[Problem details] Edit the entries below so that "checkered" reads "plaid" everywhere and nothing else changes. Leave the pictures out of your version.

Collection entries
● ● ●
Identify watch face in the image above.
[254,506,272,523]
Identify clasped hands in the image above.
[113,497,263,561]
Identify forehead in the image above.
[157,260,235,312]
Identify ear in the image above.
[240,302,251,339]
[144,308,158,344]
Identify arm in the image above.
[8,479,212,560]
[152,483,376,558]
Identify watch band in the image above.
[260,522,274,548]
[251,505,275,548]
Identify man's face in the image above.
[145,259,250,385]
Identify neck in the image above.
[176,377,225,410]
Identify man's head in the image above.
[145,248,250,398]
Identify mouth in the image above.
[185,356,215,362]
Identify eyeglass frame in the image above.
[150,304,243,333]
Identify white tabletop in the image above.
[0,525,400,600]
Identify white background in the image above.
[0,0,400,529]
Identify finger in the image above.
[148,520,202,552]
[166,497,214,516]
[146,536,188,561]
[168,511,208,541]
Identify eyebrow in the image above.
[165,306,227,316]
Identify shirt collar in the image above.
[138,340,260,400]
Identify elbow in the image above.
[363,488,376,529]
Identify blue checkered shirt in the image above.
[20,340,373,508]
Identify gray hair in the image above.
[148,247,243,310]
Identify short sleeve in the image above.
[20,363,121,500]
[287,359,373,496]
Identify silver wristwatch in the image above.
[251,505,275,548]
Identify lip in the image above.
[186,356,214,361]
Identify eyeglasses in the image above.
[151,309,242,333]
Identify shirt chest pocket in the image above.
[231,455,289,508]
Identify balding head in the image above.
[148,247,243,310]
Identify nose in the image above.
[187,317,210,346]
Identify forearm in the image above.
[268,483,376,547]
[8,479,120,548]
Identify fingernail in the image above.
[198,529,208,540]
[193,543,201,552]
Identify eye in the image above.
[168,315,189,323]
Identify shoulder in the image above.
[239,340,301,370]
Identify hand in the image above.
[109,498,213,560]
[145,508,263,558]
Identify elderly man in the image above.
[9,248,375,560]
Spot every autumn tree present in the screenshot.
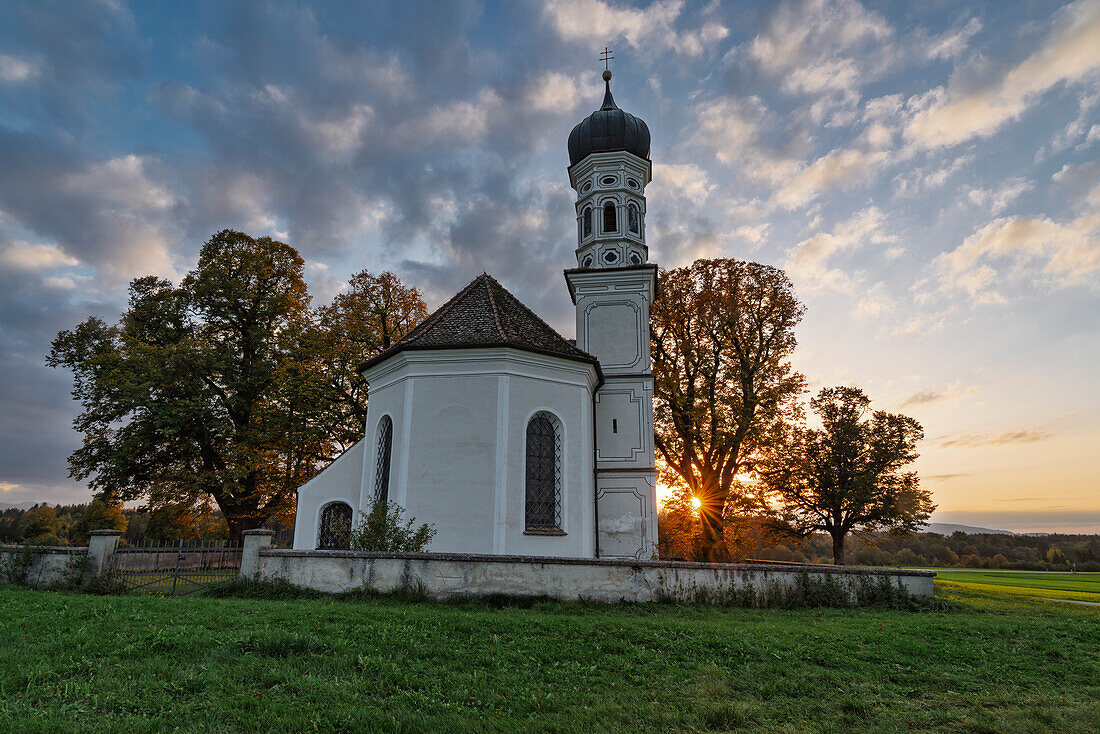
[69,495,130,546]
[316,271,428,450]
[651,259,805,560]
[47,230,429,540]
[758,387,936,565]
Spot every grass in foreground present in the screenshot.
[0,584,1100,732]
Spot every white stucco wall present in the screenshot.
[352,348,596,558]
[256,550,935,605]
[294,441,364,549]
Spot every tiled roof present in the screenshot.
[359,273,600,372]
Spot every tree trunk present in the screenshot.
[833,530,844,566]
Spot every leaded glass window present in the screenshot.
[604,201,618,234]
[374,416,394,502]
[525,413,561,530]
[317,502,351,550]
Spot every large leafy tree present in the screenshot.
[651,259,805,560]
[317,271,428,449]
[758,387,936,565]
[47,230,424,539]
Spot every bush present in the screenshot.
[351,502,436,554]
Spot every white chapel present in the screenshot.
[294,72,657,559]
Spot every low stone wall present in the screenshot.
[257,548,935,603]
[0,546,88,589]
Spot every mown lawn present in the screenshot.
[0,584,1100,732]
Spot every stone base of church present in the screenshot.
[596,470,657,560]
[250,549,935,606]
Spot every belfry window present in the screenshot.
[525,413,561,535]
[374,416,394,502]
[317,502,351,550]
[604,201,618,234]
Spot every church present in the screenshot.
[294,70,657,559]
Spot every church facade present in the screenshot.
[294,72,657,559]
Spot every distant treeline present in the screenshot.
[0,501,228,546]
[755,533,1100,571]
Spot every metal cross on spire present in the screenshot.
[600,46,615,72]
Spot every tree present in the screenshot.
[47,230,426,540]
[651,259,805,560]
[758,387,936,565]
[317,271,428,450]
[70,495,130,546]
[349,500,436,554]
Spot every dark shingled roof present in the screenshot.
[359,273,600,372]
[569,81,649,166]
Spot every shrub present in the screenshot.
[351,502,436,554]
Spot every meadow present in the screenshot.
[0,573,1100,732]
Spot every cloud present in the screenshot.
[784,206,897,291]
[747,0,893,123]
[0,241,80,270]
[901,380,978,408]
[923,18,981,59]
[776,147,889,209]
[891,306,957,337]
[935,430,1054,449]
[543,0,729,56]
[0,54,39,84]
[904,0,1100,149]
[646,163,714,202]
[692,97,799,185]
[894,154,975,198]
[965,178,1035,215]
[933,211,1100,304]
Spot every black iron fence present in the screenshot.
[111,540,241,596]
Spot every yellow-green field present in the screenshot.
[935,569,1100,604]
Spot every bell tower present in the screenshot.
[565,66,657,559]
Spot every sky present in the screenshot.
[0,0,1100,533]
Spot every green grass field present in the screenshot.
[919,569,1100,603]
[0,582,1100,733]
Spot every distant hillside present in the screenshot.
[924,523,1015,535]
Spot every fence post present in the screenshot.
[241,528,275,580]
[88,530,122,576]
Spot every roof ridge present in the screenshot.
[477,271,508,341]
[393,275,481,349]
[485,273,592,357]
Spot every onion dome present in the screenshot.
[569,72,649,165]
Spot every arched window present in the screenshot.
[604,201,618,233]
[374,416,394,502]
[525,413,561,532]
[317,502,351,550]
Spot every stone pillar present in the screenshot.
[88,530,122,576]
[241,528,275,580]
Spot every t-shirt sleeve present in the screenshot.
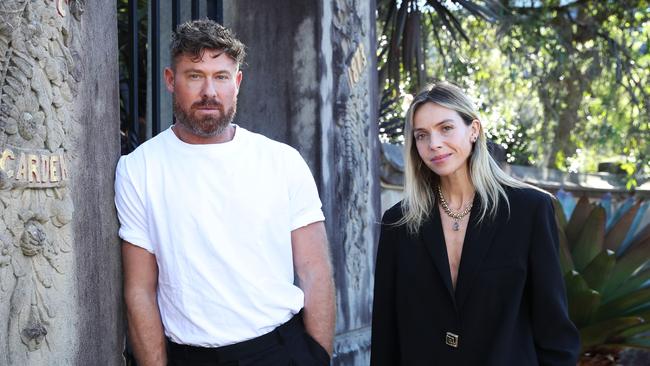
[287,149,325,231]
[115,156,154,253]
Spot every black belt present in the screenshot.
[167,312,304,361]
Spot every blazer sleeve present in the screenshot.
[370,215,400,366]
[528,197,580,366]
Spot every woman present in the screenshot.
[370,83,580,366]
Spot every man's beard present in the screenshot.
[172,95,237,137]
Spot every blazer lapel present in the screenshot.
[456,197,498,310]
[420,207,456,305]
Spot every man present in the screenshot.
[115,20,334,366]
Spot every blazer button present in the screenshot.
[445,332,459,348]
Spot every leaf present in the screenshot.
● ● ●
[Solution for this exercise]
Identify watch face in the image above.
[254,506,272,523]
Identify clasped hands in the image above.
[113,497,263,561]
Identify forehead in the image above.
[157,260,235,312]
Identify ear in the image above.
[240,302,251,339]
[144,308,158,344]
Identify arm in the image above.
[8,479,212,560]
[152,483,376,558]
Identify watch band in the image above.
[260,522,274,548]
[251,505,275,548]
Identify man's face in the image above.
[145,259,250,385]
Identify neck in the image above.
[176,377,225,410]
Identify man's head in the image above.
[145,248,250,398]
Identify mouth in the image above.
[185,356,215,362]
Identify eyeglass frame in the image above.
[150,304,243,333]
Identify white tabletop in the image above.
[0,525,400,600]
Identify white background in the image above.
[0,0,400,529]
Identify finger in the image above.
[148,520,202,552]
[166,497,214,516]
[146,536,188,561]
[168,511,208,541]
Identify eyebrow in the image above.
[165,306,227,316]
Identify shirt collar in the image above.
[138,340,260,400]
Identify elbow in the image above.
[363,488,376,529]
Identify blue plaid shirt in the image above.
[20,340,373,508]
Identify gray hair in the image above.
[148,247,243,310]
Identify short sleeve in the image above.
[20,363,121,500]
[287,359,373,496]
Identify silver wristwatch in the image above.
[251,505,275,548]
Identify lip in the image above.
[186,356,214,361]
Identify eyeglasses in the image above.
[151,309,242,333]
Identify shirt chest pocket in the image above.
[231,455,289,508]
Identify balding head in the image above.
[148,247,243,310]
Identify nose in the image above.
[187,317,210,346]
Identify forearm in the image above.
[268,483,376,547]
[8,479,120,548]
Identify fingernail in the image above.
[198,529,208,540]
[193,543,201,552]
Identify eye in the image above.
[168,315,189,323]
Identify shoulder in the image above.
[239,340,301,370]
Identify hand in the image above.
[109,498,213,560]
[145,508,263,558]
Identify elderly man in the image above.
[9,248,375,560]
Spot every autumn tree present in the screenshot.
[69,495,130,546]
[316,271,428,450]
[651,259,805,560]
[47,230,429,540]
[758,387,936,565]
Spot every grass in foreground present in the screenshot.
[0,584,1100,732]
Spot every white stucco wall present in the screenshot.
[352,348,596,558]
[256,550,935,605]
[294,441,364,549]
Spot every tiled roof present in the screenshot.
[359,273,600,372]
Spot every tree trunk present in the screenshot.
[833,530,844,566]
Spot every leaded glass window present in the screenshot.
[604,201,618,234]
[374,416,394,502]
[525,413,561,530]
[317,502,351,550]
Spot every large leafy tree present in the screenshot.
[651,259,805,560]
[317,271,428,449]
[758,387,936,565]
[47,230,424,539]
Spot every bush present in the screenshot.
[351,502,436,554]
Spot every white chapel present in the screenshot.
[294,72,657,559]
Spot every low stone wall present in the screenshot.
[257,548,935,603]
[0,546,88,589]
Spot every mown lawn present in the screenshot.
[0,584,1100,732]
Spot every stone base of church present in the screenshot.
[596,470,657,560]
[250,549,935,606]
Spot every belfry window present in the screenshot.
[525,413,561,535]
[374,416,394,502]
[317,502,351,550]
[604,201,618,234]
Spot every church present in the screenshot.
[294,70,657,559]
Spot every church facade present in the screenshot.
[294,72,657,559]
Spot every distant treeline present in the screenshot.
[0,501,228,546]
[755,533,1100,571]
Spot every metal cross on spire present in the screenshot.
[600,46,615,72]
Spot every tree present in the screenshot.
[47,230,426,540]
[651,259,805,560]
[758,387,936,565]
[317,271,428,450]
[70,495,130,546]
[349,500,436,554]
Spot every dark shingled roof present in the screenshot.
[359,273,600,372]
[569,81,649,166]
Spot every shrub present in the screenshot.
[351,502,436,554]
Spot every meadow present in the screenshot.
[0,573,1100,732]
Spot every cloud present in the screenshot.
[784,206,897,291]
[747,0,893,123]
[0,241,80,270]
[901,380,978,408]
[923,18,981,59]
[776,147,889,209]
[891,306,957,337]
[935,430,1054,449]
[543,0,729,56]
[0,54,39,84]
[904,0,1100,149]
[646,163,714,202]
[692,97,799,185]
[894,154,975,198]
[965,178,1035,215]
[933,211,1100,304]
Spot every black iron fence present in the screenshot.
[111,540,241,596]
Spot every yellow-green field present in the screenshot.
[935,569,1100,604]
Spot every bell tower present in the screenshot.
[565,66,657,559]
Spot every sky present in the screenshot.
[0,0,1100,533]
Spot every green grass field present in the screenshot.
[919,569,1100,603]
[0,582,1100,733]
Spot every distant hillside present in the screenshot.
[924,523,1015,535]
Spot every fence post present in the screenshot.
[241,528,275,580]
[88,530,122,576]
Spot every roof ridge present in the screenshot.
[477,271,508,341]
[393,275,481,349]
[485,273,592,357]
Spot every onion dome present in the screenshot.
[569,72,649,165]
Spot every arched window present in the screenshot.
[604,201,618,233]
[374,416,394,502]
[525,413,561,532]
[317,502,351,550]
Spot every stone pillar present in the screenshot.
[88,530,122,576]
[241,528,275,580]
Spot every t-shirt sleeve present in the screenshot.
[287,149,325,231]
[115,156,154,253]
Spot every black belt present in the screenshot.
[167,312,304,361]
Spot every blazer sleeve present in the screenshot.
[370,215,400,366]
[528,197,580,366]
Spot every woman present in the screenshot.
[370,83,580,366]
Spot every man's beard present in the screenshot.
[172,95,237,137]
Spot every blazer lapel present in the screenshot.
[456,197,498,310]
[420,207,456,305]
Spot every man present in the screenshot.
[115,20,334,366]
Spot every blazer button present in the screenshot.
[445,332,459,348]
Spot every leaf present in the screenshot.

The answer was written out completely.